■ **Task goal**: For the data below, work out how many lines contain the word "grate" and supply only that number.

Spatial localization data
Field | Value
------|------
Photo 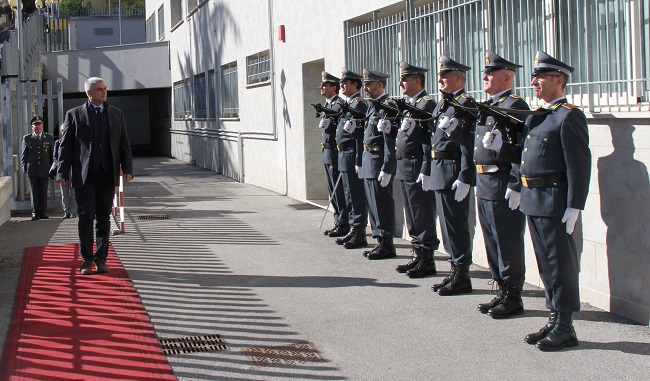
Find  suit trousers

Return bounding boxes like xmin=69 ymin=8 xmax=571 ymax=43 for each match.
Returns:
xmin=364 ymin=178 xmax=395 ymax=237
xmin=435 ymin=188 xmax=472 ymax=267
xmin=527 ymin=215 xmax=580 ymax=312
xmin=477 ymin=197 xmax=526 ymax=289
xmin=341 ymin=170 xmax=368 ymax=228
xmin=400 ymin=179 xmax=439 ymax=251
xmin=28 ymin=176 xmax=49 ymax=216
xmin=324 ymin=163 xmax=349 ymax=226
xmin=75 ymin=170 xmax=115 ymax=260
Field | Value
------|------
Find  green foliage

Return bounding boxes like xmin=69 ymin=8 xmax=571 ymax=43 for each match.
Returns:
xmin=57 ymin=0 xmax=90 ymax=17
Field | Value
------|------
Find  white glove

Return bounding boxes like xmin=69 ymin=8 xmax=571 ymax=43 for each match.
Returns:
xmin=318 ymin=118 xmax=331 ymax=129
xmin=400 ymin=117 xmax=416 ymax=135
xmin=343 ymin=120 xmax=356 ymax=133
xmin=438 ymin=116 xmax=459 ymax=134
xmin=378 ymin=171 xmax=392 ymax=187
xmin=504 ymin=188 xmax=521 ymax=210
xmin=377 ymin=119 xmax=391 ymax=133
xmin=355 ymin=165 xmax=361 ymax=174
xmin=416 ymin=173 xmax=430 ymax=191
xmin=482 ymin=129 xmax=503 ymax=152
xmin=561 ymin=208 xmax=581 ymax=234
xmin=451 ymin=180 xmax=470 ymax=202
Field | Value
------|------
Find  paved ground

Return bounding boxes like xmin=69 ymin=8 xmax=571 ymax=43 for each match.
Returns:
xmin=1 ymin=154 xmax=649 ymax=381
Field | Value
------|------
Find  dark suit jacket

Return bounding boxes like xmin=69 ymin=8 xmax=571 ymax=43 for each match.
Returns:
xmin=57 ymin=102 xmax=134 ymax=188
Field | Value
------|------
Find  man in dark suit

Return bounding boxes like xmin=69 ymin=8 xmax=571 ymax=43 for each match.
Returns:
xmin=361 ymin=68 xmax=397 ymax=260
xmin=21 ymin=115 xmax=54 ymax=220
xmin=57 ymin=77 xmax=134 ymax=275
xmin=484 ymin=51 xmax=591 ymax=351
xmin=318 ymin=71 xmax=349 ymax=238
xmin=427 ymin=56 xmax=477 ymax=296
xmin=393 ymin=61 xmax=440 ymax=278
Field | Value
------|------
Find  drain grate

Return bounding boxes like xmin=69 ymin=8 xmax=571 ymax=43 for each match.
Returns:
xmin=159 ymin=334 xmax=228 ymax=355
xmin=137 ymin=214 xmax=170 ymax=220
xmin=287 ymin=203 xmax=319 ymax=210
xmin=247 ymin=343 xmax=325 ymax=366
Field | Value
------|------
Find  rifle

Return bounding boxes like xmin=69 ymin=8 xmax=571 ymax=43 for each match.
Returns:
xmin=339 ymin=102 xmax=367 ymax=120
xmin=475 ymin=102 xmax=525 ymax=144
xmin=393 ymin=97 xmax=433 ymax=120
xmin=440 ymin=92 xmax=478 ymax=122
xmin=369 ymin=98 xmax=400 ymax=118
xmin=311 ymin=103 xmax=342 ymax=118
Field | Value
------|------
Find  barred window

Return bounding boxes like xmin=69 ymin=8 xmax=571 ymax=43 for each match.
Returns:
xmin=173 ymin=79 xmax=193 ymax=119
xmin=157 ymin=5 xmax=165 ymax=40
xmin=246 ymin=51 xmax=271 ymax=85
xmin=194 ymin=73 xmax=207 ymax=119
xmin=208 ymin=69 xmax=216 ymax=119
xmin=221 ymin=62 xmax=239 ymax=118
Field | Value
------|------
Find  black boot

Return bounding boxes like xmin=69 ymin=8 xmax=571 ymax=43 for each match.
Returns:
xmin=344 ymin=227 xmax=368 ymax=249
xmin=432 ymin=263 xmax=457 ymax=292
xmin=363 ymin=236 xmax=382 ymax=257
xmin=406 ymin=249 xmax=436 ymax=278
xmin=488 ymin=284 xmax=524 ymax=318
xmin=328 ymin=224 xmax=350 ymax=238
xmin=396 ymin=248 xmax=421 ymax=273
xmin=367 ymin=235 xmax=396 ymax=259
xmin=478 ymin=280 xmax=505 ymax=314
xmin=336 ymin=227 xmax=357 ymax=245
xmin=535 ymin=312 xmax=579 ymax=351
xmin=437 ymin=265 xmax=472 ymax=296
xmin=323 ymin=221 xmax=339 ymax=235
xmin=524 ymin=311 xmax=558 ymax=344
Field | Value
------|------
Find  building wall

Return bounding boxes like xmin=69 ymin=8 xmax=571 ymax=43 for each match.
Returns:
xmin=148 ymin=0 xmax=650 ymax=325
xmin=69 ymin=18 xmax=146 ymax=50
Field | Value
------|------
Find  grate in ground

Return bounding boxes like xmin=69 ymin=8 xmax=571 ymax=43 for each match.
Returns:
xmin=159 ymin=334 xmax=227 ymax=355
xmin=137 ymin=214 xmax=170 ymax=220
xmin=246 ymin=343 xmax=325 ymax=366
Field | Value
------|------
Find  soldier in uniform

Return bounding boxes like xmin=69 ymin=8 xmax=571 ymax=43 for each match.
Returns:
xmin=21 ymin=115 xmax=54 ymax=220
xmin=334 ymin=68 xmax=369 ymax=249
xmin=360 ymin=68 xmax=397 ymax=260
xmin=393 ymin=61 xmax=441 ymax=278
xmin=428 ymin=56 xmax=477 ymax=296
xmin=470 ymin=51 xmax=530 ymax=318
xmin=483 ymin=51 xmax=591 ymax=350
xmin=318 ymin=71 xmax=350 ymax=238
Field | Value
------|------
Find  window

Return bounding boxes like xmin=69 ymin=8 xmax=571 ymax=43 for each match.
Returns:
xmin=246 ymin=51 xmax=271 ymax=85
xmin=221 ymin=62 xmax=239 ymax=118
xmin=194 ymin=73 xmax=207 ymax=119
xmin=157 ymin=5 xmax=165 ymax=40
xmin=146 ymin=14 xmax=156 ymax=42
xmin=208 ymin=69 xmax=216 ymax=119
xmin=170 ymin=0 xmax=182 ymax=28
xmin=173 ymin=79 xmax=193 ymax=119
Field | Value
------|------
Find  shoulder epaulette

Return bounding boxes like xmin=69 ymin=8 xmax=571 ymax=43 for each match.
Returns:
xmin=509 ymin=94 xmax=523 ymax=100
xmin=497 ymin=95 xmax=508 ymax=103
xmin=562 ymin=103 xmax=576 ymax=110
xmin=24 ymin=134 xmax=31 ymax=138
xmin=354 ymin=97 xmax=363 ymax=102
xmin=423 ymin=95 xmax=434 ymax=101
xmin=551 ymin=102 xmax=563 ymax=110
xmin=460 ymin=92 xmax=472 ymax=99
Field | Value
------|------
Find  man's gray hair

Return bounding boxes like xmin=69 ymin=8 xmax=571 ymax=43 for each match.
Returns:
xmin=85 ymin=77 xmax=105 ymax=92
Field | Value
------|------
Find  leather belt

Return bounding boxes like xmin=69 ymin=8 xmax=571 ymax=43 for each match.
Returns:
xmin=432 ymin=151 xmax=461 ymax=160
xmin=337 ymin=143 xmax=354 ymax=151
xmin=521 ymin=173 xmax=567 ymax=188
xmin=321 ymin=142 xmax=336 ymax=150
xmin=476 ymin=164 xmax=509 ymax=174
xmin=364 ymin=144 xmax=382 ymax=154
xmin=396 ymin=151 xmax=421 ymax=160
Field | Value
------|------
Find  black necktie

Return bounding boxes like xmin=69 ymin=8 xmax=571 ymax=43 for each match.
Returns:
xmin=94 ymin=106 xmax=102 ymax=117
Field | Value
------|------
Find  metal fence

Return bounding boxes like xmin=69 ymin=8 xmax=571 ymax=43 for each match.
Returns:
xmin=345 ymin=0 xmax=650 ymax=111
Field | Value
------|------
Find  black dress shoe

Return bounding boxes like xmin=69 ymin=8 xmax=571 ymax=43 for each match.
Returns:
xmin=94 ymin=258 xmax=110 ymax=274
xmin=437 ymin=266 xmax=472 ymax=296
xmin=63 ymin=213 xmax=71 ymax=219
xmin=525 ymin=311 xmax=558 ymax=344
xmin=31 ymin=216 xmax=40 ymax=221
xmin=328 ymin=224 xmax=350 ymax=238
xmin=535 ymin=312 xmax=578 ymax=351
xmin=39 ymin=215 xmax=50 ymax=219
xmin=80 ymin=259 xmax=93 ymax=275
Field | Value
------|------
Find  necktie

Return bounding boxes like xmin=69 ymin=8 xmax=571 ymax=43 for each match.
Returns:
xmin=95 ymin=106 xmax=102 ymax=117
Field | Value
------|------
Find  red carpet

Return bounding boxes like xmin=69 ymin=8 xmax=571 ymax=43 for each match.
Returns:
xmin=0 ymin=244 xmax=177 ymax=380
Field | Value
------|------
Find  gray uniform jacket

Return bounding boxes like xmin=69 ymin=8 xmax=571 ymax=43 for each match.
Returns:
xmin=321 ymin=95 xmax=343 ymax=166
xmin=22 ymin=133 xmax=54 ymax=177
xmin=395 ymin=91 xmax=436 ymax=182
xmin=336 ymin=93 xmax=368 ymax=172
xmin=498 ymin=99 xmax=591 ymax=217
xmin=361 ymin=94 xmax=398 ymax=178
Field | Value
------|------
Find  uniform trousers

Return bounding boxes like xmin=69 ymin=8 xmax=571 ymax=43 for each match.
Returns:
xmin=61 ymin=181 xmax=78 ymax=216
xmin=400 ymin=179 xmax=439 ymax=251
xmin=75 ymin=170 xmax=115 ymax=261
xmin=341 ymin=170 xmax=368 ymax=228
xmin=324 ymin=163 xmax=348 ymax=226
xmin=28 ymin=176 xmax=49 ymax=217
xmin=364 ymin=178 xmax=395 ymax=237
xmin=527 ymin=215 xmax=580 ymax=312
xmin=477 ymin=197 xmax=526 ymax=289
xmin=434 ymin=188 xmax=472 ymax=267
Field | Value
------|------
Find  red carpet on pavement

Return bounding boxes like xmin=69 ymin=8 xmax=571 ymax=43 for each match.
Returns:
xmin=0 ymin=244 xmax=177 ymax=380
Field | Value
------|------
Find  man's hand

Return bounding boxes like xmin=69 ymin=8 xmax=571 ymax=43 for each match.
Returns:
xmin=451 ymin=180 xmax=470 ymax=202
xmin=482 ymin=129 xmax=503 ymax=152
xmin=57 ymin=179 xmax=68 ymax=186
xmin=504 ymin=188 xmax=521 ymax=210
xmin=378 ymin=171 xmax=391 ymax=187
xmin=124 ymin=174 xmax=133 ymax=183
xmin=562 ymin=208 xmax=581 ymax=234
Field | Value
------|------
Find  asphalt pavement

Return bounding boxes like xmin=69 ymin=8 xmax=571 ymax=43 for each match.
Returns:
xmin=1 ymin=154 xmax=648 ymax=381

■ **Result below**: 2